[Exercise goal]
Rewrite the material below, changing "in the photo above" to "in the image shown above" each time it occurs and keeping everything else the same. Leave the pictures out of your version.

[Records for this exercise]
· · · ·

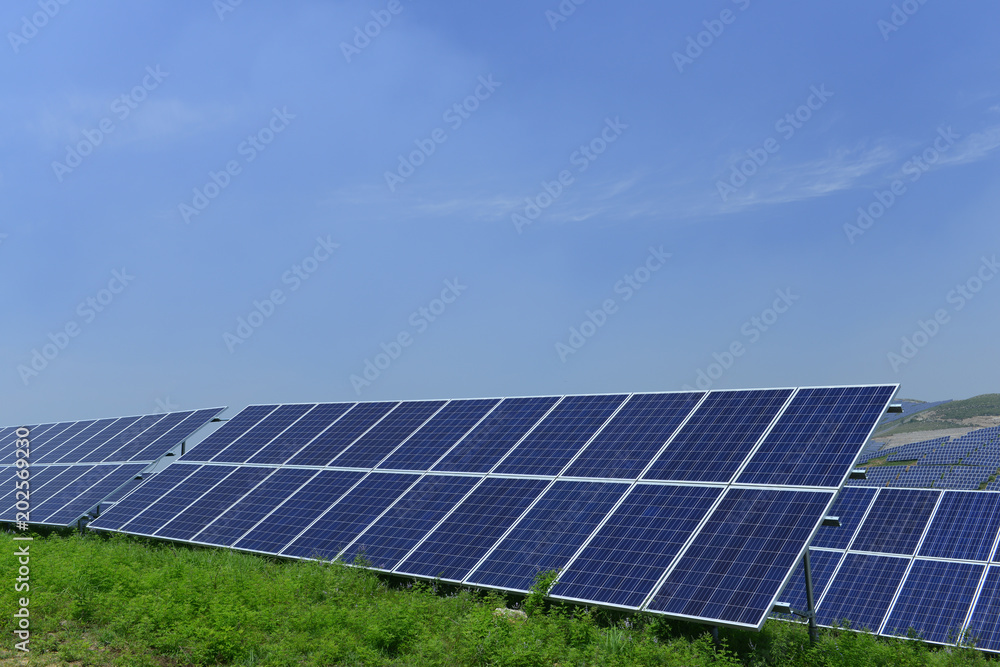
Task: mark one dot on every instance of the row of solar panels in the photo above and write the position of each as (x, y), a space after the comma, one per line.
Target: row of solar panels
(909, 560)
(805, 437)
(126, 439)
(491, 492)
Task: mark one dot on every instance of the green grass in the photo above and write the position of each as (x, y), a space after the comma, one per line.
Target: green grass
(124, 601)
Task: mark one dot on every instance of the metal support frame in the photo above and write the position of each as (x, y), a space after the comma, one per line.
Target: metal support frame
(810, 613)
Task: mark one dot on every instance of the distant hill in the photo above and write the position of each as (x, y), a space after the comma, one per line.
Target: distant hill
(978, 411)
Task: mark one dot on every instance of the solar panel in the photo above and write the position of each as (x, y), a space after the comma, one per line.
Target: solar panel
(817, 437)
(984, 624)
(386, 541)
(861, 591)
(463, 538)
(77, 465)
(625, 559)
(822, 564)
(560, 435)
(896, 521)
(630, 498)
(717, 439)
(633, 437)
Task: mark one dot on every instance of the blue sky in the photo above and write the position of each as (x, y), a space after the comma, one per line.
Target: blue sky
(489, 199)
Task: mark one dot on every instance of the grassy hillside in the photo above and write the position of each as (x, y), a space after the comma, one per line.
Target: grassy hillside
(948, 415)
(123, 601)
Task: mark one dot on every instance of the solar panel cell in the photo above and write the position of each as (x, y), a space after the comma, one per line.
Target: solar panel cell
(453, 549)
(739, 560)
(628, 555)
(625, 447)
(548, 535)
(719, 436)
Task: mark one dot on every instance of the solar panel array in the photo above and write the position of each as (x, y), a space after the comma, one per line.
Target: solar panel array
(76, 465)
(695, 505)
(909, 560)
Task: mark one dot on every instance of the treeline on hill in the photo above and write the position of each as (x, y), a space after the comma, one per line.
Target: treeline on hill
(949, 415)
(96, 600)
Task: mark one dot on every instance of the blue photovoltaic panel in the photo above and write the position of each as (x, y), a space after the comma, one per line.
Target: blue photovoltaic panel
(71, 444)
(632, 438)
(548, 535)
(719, 436)
(352, 514)
(281, 526)
(128, 451)
(171, 434)
(964, 526)
(187, 524)
(261, 433)
(62, 489)
(84, 453)
(487, 443)
(454, 548)
(228, 432)
(300, 434)
(244, 515)
(984, 625)
(389, 539)
(548, 448)
(896, 521)
(176, 501)
(934, 601)
(51, 437)
(821, 567)
(628, 555)
(123, 512)
(385, 436)
(739, 560)
(346, 430)
(100, 487)
(438, 435)
(43, 483)
(850, 507)
(109, 448)
(818, 436)
(861, 591)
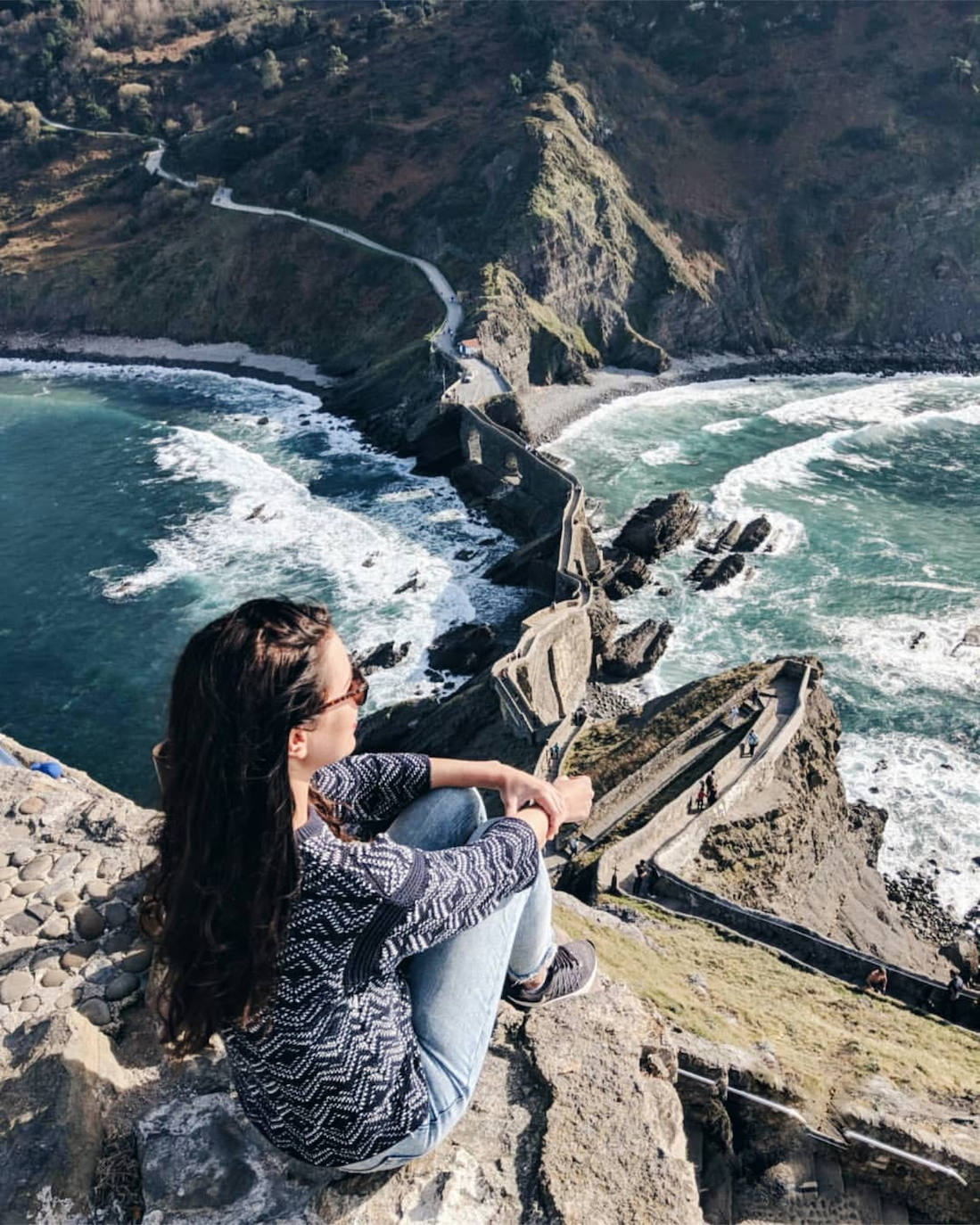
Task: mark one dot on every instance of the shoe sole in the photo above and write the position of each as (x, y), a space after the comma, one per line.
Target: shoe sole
(526, 1006)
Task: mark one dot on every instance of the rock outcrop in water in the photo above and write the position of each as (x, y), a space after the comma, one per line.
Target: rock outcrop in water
(659, 527)
(712, 572)
(638, 651)
(753, 536)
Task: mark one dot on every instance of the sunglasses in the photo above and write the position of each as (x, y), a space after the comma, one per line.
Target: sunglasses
(358, 690)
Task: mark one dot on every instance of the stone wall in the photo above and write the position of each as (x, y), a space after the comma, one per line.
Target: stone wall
(543, 680)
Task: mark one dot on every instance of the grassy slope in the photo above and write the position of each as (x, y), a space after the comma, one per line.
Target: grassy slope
(813, 1023)
(613, 750)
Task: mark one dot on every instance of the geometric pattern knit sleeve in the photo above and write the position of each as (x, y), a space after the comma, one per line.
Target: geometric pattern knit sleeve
(426, 897)
(371, 789)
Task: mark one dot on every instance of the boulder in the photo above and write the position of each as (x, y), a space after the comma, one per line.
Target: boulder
(386, 655)
(966, 956)
(712, 572)
(52, 1116)
(636, 652)
(753, 536)
(465, 649)
(661, 526)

· · · ·

[Written solution]
Task: mark one dot on every instance of the row of solar panels in the image shown above and write the position of each as (x, y), a space after the comma, one per line.
Target: row of solar panels
(909, 560)
(805, 437)
(126, 439)
(491, 492)
Task: mark one dot on every instance of the green grass in the image shown above and write the position of each as (x, y), a space after the comma, one per line.
Target: green grass
(124, 601)
Task: mark one dot on every instance of the metal support frame in the image shown above and write the position of each as (x, y), a space after the comma, one per line.
Target: metal support frame
(810, 613)
Task: mark one dot on every instance of the distant hill in the image shown above and write the position of each as (x, y), a space after the comma, one per line.
Target: distant hill
(978, 411)
Task: mark one dot on every instance of the solar panel in the image shown above and write the position of each as (x, y), a space after the comma, one per line.
Target: solar panel
(817, 437)
(984, 624)
(386, 541)
(861, 591)
(463, 538)
(77, 465)
(625, 559)
(822, 564)
(560, 435)
(896, 521)
(630, 498)
(717, 439)
(633, 437)
Task: mark one dot on every instance of the blue sky in the image shown above and write the position of each as (x, y), a space after the comma, one per line.
Target: blue sky
(489, 199)
Task: mark one dot on every instance of the grassy hillside in the image shown above and write the position of each as (x, y), a space after the comma, one per line.
Target: grassy hillside
(948, 415)
(123, 601)
Task: mark one dot on every instance of the solar panel cell in the image shown above and write the position of each as (x, y), a space after the comma, one per line.
Target: solar panel cell
(453, 549)
(739, 560)
(628, 555)
(625, 447)
(548, 535)
(719, 436)
Task: mark one dot on every instance of the solar panel array in the image shown above and write the position of each as (x, y), a space after the comma, one per line.
Target: solar panel array
(76, 465)
(695, 505)
(909, 560)
Task: mark one dot on every instance of the treeline on hill in the image shown above and write the position of each as (x, y), a space after the comma, one per line.
Target: treeline on hill
(949, 415)
(96, 600)
Task: mark one dot on every instance of the blue photovoltaic panel in the image shown above and write the position of each as (x, y), a space after the comma, one per line.
Target: blue photovoltaic panel
(71, 444)
(632, 438)
(548, 535)
(719, 436)
(352, 514)
(281, 526)
(128, 451)
(171, 434)
(964, 526)
(187, 524)
(261, 433)
(62, 489)
(84, 453)
(487, 443)
(454, 548)
(228, 432)
(300, 434)
(244, 515)
(984, 625)
(389, 539)
(548, 448)
(896, 521)
(176, 501)
(934, 601)
(51, 437)
(821, 567)
(628, 555)
(123, 512)
(385, 436)
(739, 560)
(346, 430)
(100, 487)
(438, 435)
(43, 483)
(850, 507)
(109, 448)
(818, 436)
(861, 591)
Task: mark one dot on every instance of the shoe sole in the image shown above and write the position of each as (x, y), a space after the comma, one per line.
Target: shoe sole
(526, 1006)
Task: mark one dot on every instance of the rock outcrop in water in the image shown above and write the position of each as (x, y), a space after the comma, one per line.
Target: rock outcrop in water
(659, 527)
(712, 572)
(638, 651)
(753, 536)
Task: mark one dot on every instance of the sunglasses in the image shown above and write the position of each as (x, y), a space after the comma, one per line.
Target: sunglasses
(358, 690)
Task: mark one dot on every instance of the stone wall in the image shown above and write the position of each as (x, y), a space after the comma, one per line.
Target: stone wall
(543, 680)
Task: mark one dot on every instance of the grassy slope in the image shown above and write the position of each as (x, y), a space after the comma, one per line.
Target: grassy slope
(813, 1023)
(613, 750)
Task: mark one dot on every instance of the geometric pattern knit sleeve in the image shown above and write the position of each as (x, y), a space after the comma, one per line.
Target: geometric pattern knit sleeve
(426, 897)
(371, 789)
Task: mark one dot on every instance of the boulder in the image shown above and write the position of each as (x, y), a space after the comma, one per line.
Target: boulder
(386, 655)
(966, 956)
(712, 572)
(52, 1116)
(636, 652)
(753, 536)
(465, 649)
(661, 526)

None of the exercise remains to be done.